Supplied data Start Marker
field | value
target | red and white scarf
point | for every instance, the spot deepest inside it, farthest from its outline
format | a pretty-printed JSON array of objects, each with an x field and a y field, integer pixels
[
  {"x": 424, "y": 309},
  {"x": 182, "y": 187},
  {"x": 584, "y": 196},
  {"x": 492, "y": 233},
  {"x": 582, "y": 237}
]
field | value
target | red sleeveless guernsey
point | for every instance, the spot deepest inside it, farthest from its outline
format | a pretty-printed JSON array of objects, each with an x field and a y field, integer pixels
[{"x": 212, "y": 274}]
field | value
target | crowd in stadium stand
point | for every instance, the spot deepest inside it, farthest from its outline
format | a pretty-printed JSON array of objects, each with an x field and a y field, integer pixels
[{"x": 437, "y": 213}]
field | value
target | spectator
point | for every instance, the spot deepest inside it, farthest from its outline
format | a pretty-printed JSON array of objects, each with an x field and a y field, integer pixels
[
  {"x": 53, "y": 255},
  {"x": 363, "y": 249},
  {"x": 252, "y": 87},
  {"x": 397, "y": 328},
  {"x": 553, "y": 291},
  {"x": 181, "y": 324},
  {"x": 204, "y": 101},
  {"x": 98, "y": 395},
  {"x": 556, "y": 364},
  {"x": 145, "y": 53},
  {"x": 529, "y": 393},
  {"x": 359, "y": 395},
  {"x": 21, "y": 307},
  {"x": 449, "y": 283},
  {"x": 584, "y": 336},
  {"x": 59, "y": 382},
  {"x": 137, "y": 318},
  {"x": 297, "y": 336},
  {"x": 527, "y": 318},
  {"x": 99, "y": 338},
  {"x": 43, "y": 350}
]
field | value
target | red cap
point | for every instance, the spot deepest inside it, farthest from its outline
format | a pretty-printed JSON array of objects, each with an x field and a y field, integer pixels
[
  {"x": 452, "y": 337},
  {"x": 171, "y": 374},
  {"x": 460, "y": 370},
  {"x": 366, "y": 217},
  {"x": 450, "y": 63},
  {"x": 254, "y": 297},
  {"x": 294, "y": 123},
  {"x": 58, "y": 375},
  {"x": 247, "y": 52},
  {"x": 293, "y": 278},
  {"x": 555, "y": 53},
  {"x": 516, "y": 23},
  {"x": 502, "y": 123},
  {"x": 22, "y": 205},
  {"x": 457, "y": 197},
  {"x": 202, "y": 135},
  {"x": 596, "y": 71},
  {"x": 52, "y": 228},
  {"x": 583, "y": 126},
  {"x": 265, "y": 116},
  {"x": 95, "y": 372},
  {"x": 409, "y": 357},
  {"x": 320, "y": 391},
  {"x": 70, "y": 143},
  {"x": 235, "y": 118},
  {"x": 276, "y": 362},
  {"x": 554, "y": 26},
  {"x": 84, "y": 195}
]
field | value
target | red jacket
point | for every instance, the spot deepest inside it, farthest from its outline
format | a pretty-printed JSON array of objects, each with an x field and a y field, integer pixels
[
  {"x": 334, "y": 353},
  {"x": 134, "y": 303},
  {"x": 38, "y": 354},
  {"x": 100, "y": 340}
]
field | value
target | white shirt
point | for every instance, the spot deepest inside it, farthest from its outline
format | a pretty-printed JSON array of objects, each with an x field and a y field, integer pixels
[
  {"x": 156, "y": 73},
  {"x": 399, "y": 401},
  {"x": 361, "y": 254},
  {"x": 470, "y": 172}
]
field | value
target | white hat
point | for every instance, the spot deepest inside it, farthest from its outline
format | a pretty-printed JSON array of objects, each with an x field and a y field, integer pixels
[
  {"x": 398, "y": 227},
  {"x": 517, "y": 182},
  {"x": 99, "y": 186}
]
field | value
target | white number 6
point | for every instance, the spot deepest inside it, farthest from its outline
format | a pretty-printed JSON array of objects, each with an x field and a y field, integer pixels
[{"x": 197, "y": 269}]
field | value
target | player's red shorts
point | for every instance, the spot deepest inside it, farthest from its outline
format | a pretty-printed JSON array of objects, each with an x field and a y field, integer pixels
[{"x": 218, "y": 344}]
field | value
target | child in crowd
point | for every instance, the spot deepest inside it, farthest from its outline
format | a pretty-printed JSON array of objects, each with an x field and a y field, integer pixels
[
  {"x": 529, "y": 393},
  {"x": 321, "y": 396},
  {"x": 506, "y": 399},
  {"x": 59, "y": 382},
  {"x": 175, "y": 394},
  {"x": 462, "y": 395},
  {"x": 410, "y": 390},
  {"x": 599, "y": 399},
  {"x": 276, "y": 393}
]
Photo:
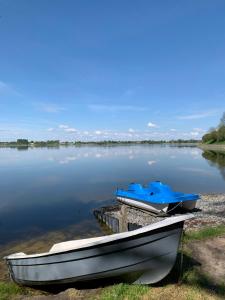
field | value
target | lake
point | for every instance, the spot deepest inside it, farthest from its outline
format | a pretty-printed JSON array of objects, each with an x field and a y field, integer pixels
[{"x": 46, "y": 190}]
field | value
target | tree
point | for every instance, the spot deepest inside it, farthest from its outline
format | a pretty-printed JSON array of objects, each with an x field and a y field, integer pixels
[
  {"x": 222, "y": 120},
  {"x": 221, "y": 134}
]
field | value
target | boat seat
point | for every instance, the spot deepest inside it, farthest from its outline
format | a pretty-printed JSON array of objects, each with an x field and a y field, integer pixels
[{"x": 64, "y": 246}]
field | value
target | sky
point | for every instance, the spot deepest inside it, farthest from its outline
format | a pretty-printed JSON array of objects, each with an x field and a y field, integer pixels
[{"x": 102, "y": 69}]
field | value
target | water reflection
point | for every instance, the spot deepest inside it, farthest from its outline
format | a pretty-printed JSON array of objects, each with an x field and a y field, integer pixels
[
  {"x": 217, "y": 159},
  {"x": 115, "y": 218},
  {"x": 47, "y": 189}
]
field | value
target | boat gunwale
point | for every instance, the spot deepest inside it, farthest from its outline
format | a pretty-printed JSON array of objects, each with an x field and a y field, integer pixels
[{"x": 109, "y": 239}]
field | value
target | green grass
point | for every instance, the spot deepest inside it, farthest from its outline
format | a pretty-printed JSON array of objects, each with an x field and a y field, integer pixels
[
  {"x": 207, "y": 232},
  {"x": 124, "y": 291},
  {"x": 9, "y": 290}
]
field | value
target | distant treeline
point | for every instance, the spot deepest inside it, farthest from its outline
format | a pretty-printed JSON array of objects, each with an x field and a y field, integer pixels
[
  {"x": 24, "y": 143},
  {"x": 216, "y": 135}
]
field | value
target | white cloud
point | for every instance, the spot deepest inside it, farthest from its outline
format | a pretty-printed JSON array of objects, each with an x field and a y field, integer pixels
[
  {"x": 115, "y": 108},
  {"x": 151, "y": 125},
  {"x": 48, "y": 107},
  {"x": 194, "y": 133},
  {"x": 62, "y": 126},
  {"x": 3, "y": 86},
  {"x": 70, "y": 130},
  {"x": 198, "y": 115},
  {"x": 98, "y": 132}
]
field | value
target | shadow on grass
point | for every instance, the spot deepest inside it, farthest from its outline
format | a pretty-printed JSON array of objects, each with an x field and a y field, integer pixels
[{"x": 190, "y": 275}]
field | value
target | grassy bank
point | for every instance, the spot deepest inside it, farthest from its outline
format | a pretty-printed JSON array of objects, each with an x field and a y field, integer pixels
[{"x": 185, "y": 283}]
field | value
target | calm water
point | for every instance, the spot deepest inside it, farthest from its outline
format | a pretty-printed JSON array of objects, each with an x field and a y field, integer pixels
[{"x": 43, "y": 190}]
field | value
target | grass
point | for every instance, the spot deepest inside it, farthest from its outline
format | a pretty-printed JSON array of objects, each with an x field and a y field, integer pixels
[
  {"x": 205, "y": 233},
  {"x": 194, "y": 285},
  {"x": 9, "y": 290},
  {"x": 124, "y": 291}
]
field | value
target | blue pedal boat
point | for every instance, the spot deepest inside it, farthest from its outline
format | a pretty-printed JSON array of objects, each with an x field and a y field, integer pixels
[{"x": 157, "y": 198}]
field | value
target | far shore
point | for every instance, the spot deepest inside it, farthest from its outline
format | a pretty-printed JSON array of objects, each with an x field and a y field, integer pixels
[{"x": 213, "y": 147}]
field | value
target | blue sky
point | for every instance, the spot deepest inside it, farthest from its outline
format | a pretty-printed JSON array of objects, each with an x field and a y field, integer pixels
[{"x": 93, "y": 70}]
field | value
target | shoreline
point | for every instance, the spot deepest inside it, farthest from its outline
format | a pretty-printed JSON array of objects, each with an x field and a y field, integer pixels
[
  {"x": 212, "y": 147},
  {"x": 210, "y": 213}
]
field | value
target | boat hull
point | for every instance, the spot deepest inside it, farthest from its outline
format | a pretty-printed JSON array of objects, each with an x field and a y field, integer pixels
Supplied data End Marker
**Exercise brief**
The lines to return are those in the records above that hold the word "white".

**Written response**
target | red and white scarf
target | white shirt
target | white hat
target | white number 6
target | white cloud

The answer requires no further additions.